Action item => All lines from the one containing "1351, row 154" down to the one containing "771, row 105", both ends included, are to be given again exactly; omit the rest of the listing below.

Excerpted records: Begin

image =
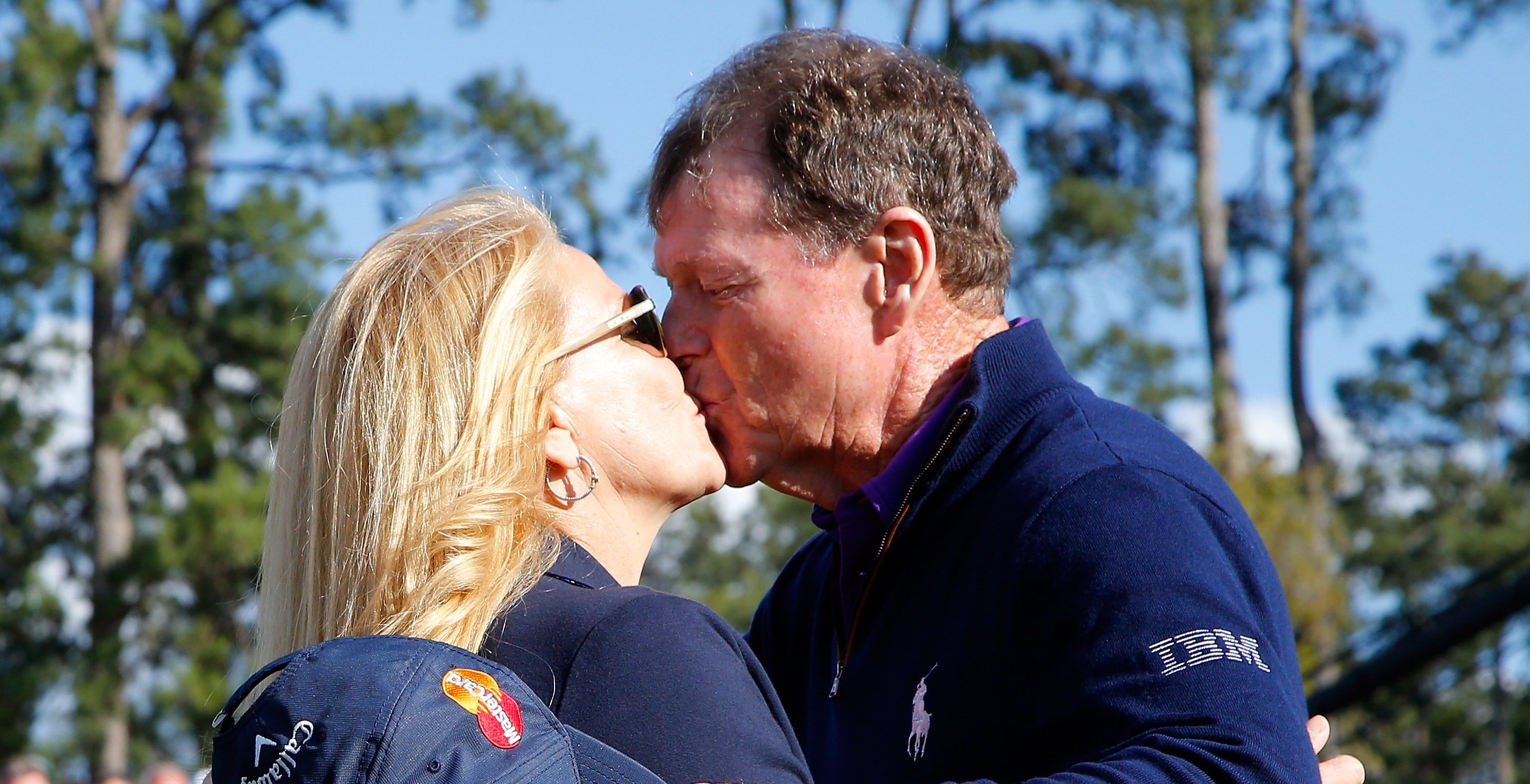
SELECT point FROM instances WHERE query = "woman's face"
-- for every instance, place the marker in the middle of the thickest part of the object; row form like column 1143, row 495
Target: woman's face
column 628, row 405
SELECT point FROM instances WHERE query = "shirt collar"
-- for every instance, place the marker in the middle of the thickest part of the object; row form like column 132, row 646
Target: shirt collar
column 885, row 491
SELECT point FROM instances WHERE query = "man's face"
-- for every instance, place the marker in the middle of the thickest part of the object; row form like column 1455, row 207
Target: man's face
column 770, row 344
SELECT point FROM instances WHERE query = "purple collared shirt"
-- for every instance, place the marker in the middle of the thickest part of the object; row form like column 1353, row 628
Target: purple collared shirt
column 861, row 519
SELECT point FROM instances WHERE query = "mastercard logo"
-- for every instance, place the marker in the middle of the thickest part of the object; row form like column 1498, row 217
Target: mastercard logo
column 498, row 713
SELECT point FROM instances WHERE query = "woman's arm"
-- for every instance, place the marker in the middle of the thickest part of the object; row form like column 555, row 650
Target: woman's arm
column 669, row 684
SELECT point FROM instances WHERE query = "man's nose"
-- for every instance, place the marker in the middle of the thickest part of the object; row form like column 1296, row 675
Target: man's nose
column 684, row 334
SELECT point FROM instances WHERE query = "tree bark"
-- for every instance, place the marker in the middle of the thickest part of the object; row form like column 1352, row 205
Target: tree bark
column 111, row 520
column 1299, row 254
column 1212, row 220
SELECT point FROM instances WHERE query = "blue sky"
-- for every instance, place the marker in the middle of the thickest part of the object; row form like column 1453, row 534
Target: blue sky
column 1448, row 166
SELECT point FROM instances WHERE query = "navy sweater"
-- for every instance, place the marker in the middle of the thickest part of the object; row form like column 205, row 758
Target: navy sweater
column 660, row 677
column 1070, row 593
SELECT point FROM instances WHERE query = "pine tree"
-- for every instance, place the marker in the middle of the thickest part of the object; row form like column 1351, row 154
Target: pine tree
column 179, row 279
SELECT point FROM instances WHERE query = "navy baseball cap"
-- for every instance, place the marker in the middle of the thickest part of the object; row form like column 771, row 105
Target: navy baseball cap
column 403, row 711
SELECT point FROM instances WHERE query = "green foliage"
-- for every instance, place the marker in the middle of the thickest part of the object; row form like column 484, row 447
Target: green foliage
column 202, row 312
column 729, row 565
column 1442, row 508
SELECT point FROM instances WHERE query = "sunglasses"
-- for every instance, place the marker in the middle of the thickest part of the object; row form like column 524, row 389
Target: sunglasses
column 639, row 323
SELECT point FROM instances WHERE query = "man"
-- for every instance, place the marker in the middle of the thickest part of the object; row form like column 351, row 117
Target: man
column 1016, row 578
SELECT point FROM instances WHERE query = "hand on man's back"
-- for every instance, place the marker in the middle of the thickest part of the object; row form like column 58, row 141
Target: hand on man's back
column 1342, row 769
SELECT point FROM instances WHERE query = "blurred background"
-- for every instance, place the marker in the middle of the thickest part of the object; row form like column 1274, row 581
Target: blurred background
column 1296, row 230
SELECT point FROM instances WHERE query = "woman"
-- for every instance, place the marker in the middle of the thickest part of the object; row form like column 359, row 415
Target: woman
column 481, row 441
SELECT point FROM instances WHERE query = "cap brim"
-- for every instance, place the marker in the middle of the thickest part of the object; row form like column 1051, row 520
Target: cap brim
column 602, row 765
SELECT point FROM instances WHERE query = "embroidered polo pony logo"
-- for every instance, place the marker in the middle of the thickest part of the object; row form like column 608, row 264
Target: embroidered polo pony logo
column 920, row 727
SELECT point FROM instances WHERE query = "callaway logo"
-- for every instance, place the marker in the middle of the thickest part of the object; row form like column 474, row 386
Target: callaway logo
column 498, row 713
column 285, row 761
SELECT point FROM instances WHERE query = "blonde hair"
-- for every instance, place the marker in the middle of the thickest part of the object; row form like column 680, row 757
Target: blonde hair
column 409, row 468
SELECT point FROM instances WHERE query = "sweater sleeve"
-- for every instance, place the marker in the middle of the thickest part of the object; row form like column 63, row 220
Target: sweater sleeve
column 1164, row 636
column 669, row 684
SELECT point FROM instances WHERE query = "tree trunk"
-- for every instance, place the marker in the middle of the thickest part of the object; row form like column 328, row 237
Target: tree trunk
column 1299, row 254
column 111, row 519
column 1503, row 719
column 1212, row 219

Excerpted records: End

Solution to this exercise =>
-- for every instance, place the marker in the middle of the thickest part of the object; row form like column 1351, row 154
Target: pine tree
column 179, row 279
SELECT point FROM instances WHERE query = "navy baseball cap"
-- for every instance, place the marker in the middle of the thickest part of the object; row form like column 771, row 105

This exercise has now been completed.